═══ EXERCISE TEXT

# Good Cheesemaking books?



## VA Susan (Mar 2, 2010)

Can anyone here tell me what would be a good book to buy for making goat cheeses? We will be milking three does.
Thanks.


----------



## Alice In TX/MO (May 10, 2002)

Go to www.cheesemaking.com. 

It’s all there. 

I bought many books. The website is better. 

One book that I did use often at the beginning was Goats Produce, Too.


----------



## VA Susan (Mar 2, 2010)

Thanks, Alice! I'll see what I can find about that book too.


----------



## dyrne (Feb 22, 2015)

I'm pretty fond of The Art of Natural Cheesemaking by David Asher. Not exclusively for goat cheeses but handy for that.


----------



## happy hermits (Jan 2, 2018)

When I first started I found Home Cheese Making by Rikki Carroll It helped me a lot. She runs the New England Cheese Supplies. Now I use my Goats Produce too book all the time.


----------



## Meinecke (Jun 30, 2017)

Wow...thx for sharing that link...the page is awesome


----------



## Solace Farm (Jan 25, 2008)

I second David Asher, The Art of Natural Cheesemaking. I used to have Goats Produce Too, and Asher’s is so much better, I don’t think I’ll find a better cheese book. GPT really never explained the why’s, but Asher explains everything in great depth - Love love love this book!


----------



## fibrefarmer (Apr 24, 2018)

I'm a huge fan of The Art of Natural Cheesemaking. Some of the most delicious cheese I've had in my life I've made from the recipes in this book. It's also the first book that didn't make me feel like I was a bad person and about to kill everyone in the world if I got something wrong. All the books I read before were strict about everything, evening insisting I buy a thermometer. Asher's book was not like that at all. Much more relaxed. And did I mention delicious!


----------



## Eric Shea (Jun 29, 2018)

You can see cheesemaking website.


----------

══════

> _TASK OBJECTIVE_
Copy out the full thread on cheesemaking books word for word, with no changes.

═══ RECORD SET

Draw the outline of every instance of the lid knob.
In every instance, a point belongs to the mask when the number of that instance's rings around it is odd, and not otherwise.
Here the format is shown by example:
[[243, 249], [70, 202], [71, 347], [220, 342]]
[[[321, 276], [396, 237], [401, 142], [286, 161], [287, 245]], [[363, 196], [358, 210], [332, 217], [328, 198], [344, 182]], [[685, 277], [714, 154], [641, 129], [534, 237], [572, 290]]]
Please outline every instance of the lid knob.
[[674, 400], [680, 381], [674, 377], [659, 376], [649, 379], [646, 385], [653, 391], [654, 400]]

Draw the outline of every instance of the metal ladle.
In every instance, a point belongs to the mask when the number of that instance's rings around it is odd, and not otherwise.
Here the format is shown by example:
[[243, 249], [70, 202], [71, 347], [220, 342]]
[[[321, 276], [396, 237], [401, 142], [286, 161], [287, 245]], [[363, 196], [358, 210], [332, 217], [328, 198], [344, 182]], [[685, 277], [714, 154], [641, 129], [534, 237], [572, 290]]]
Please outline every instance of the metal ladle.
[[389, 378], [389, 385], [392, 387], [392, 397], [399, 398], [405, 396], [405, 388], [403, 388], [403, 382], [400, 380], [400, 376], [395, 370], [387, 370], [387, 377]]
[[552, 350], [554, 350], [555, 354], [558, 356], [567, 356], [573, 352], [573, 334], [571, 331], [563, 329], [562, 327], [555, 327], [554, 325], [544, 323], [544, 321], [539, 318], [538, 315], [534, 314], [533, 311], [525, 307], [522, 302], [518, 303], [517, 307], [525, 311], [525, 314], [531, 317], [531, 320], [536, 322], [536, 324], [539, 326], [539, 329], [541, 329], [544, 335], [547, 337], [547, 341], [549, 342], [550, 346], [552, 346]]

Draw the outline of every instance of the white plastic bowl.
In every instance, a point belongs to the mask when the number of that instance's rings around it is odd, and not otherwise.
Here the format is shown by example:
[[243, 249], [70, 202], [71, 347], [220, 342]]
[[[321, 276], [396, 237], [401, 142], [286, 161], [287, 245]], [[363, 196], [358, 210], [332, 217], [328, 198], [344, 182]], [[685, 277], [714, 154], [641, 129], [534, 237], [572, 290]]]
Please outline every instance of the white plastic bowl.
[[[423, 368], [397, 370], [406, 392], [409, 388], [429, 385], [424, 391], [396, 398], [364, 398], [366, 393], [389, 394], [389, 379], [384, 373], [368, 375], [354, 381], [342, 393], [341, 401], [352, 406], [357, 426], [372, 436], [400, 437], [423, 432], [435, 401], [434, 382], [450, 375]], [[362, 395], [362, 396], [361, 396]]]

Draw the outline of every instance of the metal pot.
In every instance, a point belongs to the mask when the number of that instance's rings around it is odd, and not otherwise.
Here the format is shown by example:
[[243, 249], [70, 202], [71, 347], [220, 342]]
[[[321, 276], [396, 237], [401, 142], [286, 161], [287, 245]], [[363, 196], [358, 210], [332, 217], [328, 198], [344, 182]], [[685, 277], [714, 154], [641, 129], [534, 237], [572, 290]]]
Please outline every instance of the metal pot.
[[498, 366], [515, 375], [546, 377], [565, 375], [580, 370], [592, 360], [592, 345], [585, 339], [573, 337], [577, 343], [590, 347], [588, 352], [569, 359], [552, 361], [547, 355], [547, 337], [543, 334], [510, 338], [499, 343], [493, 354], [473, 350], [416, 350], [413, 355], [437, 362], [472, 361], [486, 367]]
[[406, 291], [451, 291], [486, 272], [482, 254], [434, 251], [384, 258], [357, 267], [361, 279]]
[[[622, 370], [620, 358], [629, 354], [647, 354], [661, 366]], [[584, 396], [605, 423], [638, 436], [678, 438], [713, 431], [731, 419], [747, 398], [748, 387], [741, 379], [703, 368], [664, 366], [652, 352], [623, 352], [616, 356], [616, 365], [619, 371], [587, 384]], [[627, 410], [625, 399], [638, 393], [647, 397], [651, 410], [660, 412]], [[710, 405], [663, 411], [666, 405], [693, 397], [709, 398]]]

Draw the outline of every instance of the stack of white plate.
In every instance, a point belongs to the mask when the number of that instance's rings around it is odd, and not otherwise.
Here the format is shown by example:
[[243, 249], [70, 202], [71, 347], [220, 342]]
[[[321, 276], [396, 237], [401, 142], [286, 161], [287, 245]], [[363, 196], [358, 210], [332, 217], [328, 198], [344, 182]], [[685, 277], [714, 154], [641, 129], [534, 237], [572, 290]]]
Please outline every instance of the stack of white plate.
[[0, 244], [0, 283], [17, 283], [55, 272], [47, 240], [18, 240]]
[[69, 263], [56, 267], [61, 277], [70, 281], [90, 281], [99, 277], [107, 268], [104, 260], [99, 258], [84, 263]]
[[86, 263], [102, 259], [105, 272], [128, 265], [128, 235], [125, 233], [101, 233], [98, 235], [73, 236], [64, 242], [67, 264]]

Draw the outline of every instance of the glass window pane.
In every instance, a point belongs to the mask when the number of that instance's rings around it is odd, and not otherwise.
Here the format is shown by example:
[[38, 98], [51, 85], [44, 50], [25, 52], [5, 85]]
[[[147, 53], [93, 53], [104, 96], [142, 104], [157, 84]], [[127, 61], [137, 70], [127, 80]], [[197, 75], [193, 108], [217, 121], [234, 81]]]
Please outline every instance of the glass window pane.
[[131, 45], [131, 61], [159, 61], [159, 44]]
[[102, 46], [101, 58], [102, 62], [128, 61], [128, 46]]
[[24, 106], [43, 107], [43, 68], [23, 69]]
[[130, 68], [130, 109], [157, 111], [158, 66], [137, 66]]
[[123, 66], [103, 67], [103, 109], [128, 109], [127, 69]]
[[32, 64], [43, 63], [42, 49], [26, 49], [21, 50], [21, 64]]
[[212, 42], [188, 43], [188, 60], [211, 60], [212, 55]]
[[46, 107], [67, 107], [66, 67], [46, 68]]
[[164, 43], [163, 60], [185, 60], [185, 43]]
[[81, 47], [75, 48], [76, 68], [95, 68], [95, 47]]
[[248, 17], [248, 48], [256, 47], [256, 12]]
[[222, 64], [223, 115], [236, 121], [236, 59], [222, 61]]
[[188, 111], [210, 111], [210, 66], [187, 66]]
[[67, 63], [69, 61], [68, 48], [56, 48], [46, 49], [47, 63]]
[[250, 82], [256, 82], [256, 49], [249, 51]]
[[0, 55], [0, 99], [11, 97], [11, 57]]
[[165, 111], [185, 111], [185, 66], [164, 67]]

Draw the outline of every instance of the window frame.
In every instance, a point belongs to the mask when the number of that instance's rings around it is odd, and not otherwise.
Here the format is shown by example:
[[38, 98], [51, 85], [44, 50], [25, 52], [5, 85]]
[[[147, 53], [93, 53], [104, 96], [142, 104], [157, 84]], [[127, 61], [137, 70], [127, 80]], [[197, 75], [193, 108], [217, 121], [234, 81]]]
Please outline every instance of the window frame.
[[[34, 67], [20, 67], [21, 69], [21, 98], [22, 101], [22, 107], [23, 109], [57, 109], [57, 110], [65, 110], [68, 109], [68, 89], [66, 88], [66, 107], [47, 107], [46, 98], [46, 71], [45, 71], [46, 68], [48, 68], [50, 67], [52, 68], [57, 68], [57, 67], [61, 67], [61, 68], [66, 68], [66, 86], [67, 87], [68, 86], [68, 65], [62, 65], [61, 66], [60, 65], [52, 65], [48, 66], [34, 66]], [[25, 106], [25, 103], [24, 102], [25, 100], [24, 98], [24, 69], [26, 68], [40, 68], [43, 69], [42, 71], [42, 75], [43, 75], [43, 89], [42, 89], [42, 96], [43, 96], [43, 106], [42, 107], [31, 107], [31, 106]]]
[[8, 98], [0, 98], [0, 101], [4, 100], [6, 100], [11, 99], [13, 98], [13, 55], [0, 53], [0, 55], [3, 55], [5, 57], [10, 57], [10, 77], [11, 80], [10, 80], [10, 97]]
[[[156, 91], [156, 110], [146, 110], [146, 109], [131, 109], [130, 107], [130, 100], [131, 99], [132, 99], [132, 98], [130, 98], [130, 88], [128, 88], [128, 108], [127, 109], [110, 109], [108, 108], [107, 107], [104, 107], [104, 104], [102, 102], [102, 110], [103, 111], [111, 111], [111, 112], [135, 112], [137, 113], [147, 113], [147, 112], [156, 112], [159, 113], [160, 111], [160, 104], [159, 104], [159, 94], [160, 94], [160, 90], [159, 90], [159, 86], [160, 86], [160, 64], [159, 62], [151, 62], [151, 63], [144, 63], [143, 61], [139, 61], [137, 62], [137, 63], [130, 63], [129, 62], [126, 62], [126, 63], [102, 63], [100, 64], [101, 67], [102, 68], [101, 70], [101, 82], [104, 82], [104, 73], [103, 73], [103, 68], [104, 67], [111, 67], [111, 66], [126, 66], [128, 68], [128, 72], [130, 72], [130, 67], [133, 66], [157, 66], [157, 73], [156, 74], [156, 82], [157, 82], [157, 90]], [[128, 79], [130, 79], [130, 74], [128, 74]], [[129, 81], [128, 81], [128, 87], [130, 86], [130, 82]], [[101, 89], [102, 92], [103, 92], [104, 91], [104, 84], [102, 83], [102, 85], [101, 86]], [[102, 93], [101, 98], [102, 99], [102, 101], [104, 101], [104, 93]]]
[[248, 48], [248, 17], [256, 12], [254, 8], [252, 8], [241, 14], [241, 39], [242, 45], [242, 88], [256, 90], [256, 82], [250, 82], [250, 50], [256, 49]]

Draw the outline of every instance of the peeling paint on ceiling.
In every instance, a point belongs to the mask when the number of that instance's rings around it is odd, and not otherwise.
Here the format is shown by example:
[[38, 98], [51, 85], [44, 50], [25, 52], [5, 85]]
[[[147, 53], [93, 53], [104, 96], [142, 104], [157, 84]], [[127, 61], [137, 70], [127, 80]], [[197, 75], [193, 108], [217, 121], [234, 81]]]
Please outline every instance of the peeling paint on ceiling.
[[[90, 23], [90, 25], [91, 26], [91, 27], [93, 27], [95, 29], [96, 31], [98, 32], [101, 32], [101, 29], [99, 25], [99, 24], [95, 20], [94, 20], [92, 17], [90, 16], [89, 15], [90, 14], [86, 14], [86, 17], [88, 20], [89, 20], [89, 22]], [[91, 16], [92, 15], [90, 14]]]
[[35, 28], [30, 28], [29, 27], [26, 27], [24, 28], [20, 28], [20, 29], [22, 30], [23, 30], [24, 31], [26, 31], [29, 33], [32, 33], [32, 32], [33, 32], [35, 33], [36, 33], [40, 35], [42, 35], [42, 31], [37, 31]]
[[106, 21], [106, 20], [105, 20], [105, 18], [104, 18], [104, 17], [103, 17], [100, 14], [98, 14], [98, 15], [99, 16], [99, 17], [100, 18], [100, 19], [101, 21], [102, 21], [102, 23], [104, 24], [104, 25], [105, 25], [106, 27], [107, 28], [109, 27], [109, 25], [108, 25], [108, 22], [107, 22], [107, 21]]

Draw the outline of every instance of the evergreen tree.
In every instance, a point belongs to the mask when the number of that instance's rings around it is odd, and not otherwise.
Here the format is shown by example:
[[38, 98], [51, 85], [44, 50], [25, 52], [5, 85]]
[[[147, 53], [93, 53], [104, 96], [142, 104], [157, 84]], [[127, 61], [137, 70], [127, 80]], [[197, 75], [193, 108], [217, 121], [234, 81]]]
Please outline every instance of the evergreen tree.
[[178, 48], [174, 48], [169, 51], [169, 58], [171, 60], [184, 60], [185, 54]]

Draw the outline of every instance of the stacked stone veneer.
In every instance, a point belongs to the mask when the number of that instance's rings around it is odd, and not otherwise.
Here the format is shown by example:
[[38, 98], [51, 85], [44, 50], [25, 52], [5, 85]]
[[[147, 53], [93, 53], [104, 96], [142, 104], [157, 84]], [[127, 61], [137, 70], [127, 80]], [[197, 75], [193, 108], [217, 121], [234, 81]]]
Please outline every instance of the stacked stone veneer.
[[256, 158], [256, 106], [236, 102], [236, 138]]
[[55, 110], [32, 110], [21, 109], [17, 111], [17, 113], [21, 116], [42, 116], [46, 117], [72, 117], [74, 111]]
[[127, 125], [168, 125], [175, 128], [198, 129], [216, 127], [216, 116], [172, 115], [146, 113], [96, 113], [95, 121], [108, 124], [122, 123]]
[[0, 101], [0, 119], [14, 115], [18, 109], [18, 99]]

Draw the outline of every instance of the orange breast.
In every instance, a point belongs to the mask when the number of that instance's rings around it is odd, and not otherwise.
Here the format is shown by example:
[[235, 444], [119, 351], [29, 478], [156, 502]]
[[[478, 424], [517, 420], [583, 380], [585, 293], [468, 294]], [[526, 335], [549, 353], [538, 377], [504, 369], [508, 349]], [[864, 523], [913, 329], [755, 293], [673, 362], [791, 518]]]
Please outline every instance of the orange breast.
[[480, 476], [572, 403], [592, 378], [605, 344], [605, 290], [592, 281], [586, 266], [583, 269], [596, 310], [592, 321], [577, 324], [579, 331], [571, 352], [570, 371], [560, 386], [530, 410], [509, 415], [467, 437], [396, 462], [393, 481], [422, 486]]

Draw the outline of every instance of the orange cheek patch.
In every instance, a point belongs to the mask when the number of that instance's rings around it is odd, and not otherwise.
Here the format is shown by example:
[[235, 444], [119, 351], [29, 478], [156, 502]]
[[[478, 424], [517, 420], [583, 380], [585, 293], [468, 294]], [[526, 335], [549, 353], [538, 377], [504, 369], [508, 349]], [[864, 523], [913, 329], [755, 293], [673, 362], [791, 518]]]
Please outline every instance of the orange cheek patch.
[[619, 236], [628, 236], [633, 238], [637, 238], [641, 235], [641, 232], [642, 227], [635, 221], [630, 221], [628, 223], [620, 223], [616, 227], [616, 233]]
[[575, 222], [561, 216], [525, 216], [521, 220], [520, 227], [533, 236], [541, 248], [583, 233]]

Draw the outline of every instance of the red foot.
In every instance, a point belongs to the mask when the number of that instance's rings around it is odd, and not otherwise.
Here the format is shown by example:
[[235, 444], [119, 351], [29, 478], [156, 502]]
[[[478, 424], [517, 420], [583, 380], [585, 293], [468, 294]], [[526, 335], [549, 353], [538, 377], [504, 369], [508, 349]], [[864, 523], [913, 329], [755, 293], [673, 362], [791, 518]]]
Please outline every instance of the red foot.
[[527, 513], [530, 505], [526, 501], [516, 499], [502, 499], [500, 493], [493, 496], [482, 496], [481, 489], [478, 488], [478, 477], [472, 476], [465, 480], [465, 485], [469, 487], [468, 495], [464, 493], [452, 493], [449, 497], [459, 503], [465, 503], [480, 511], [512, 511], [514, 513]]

══════

> _EXERCISE RESPONSE_
# Good Cheesemaking books?



## VA Susan (Mar 2, 2010)

Can anyone here tell me what would be a good book to buy for making goat cheeses? We will be milking three does.
Thanks.


----------



## Alice In TX/MO (May 10, 2002)

Go to www.cheesemaking.com. 

It’s all there. 

I bought many books. The website is better. 

One book that I did use often at the beginning was Goats Produce, Too.


----------



## VA Susan (Mar 2, 2010)

Thanks, Alice! I'll see what I can find about that book too.


----------



## dyrne (Feb 22, 2015)

I'm pretty fond of The Art of Natural Cheesemaking by David Asher. Not exclusively for goat cheeses but handy for that.


----------



## happy hermits (Jan 2, 2018)

When I first started I found Home Cheese Making by Rikki Carroll It helped me a lot. She runs the New England Cheese Supplies. Now I use my Goats Produce too book all the time.


----------



## Meinecke (Jun 30, 2017)

Wow...thx for sharing that link...the page is awesome


----------



## Solace Farm (Jan 25, 2008)

I second David Asher, The Art of Natural Cheesemaking. I used to have Goats Produce Too, and Asher’s is so much better, I don’t think I’ll find a better cheese book. GPT really never explained the why’s, but Asher explains everything in great depth - Love love love this book!


----------



## fibrefarmer (Apr 24, 2018)

I'm a huge fan of The Art of Natural Cheesemaking. Some of the most delicious cheese I've had in my life I've made from the recipes in this book. It's also the first book that didn't make me feel like I was a bad person and about to kill everyone in the world if I got something wrong. All the books I read before were strict about everything, evening insisting I buy a thermometer. Asher's book was not like that at all. Much more relaxed. And did I mention delicious!


----------



## Eric Shea (Jun 29, 2018)

You can see cheesemaking website.


----------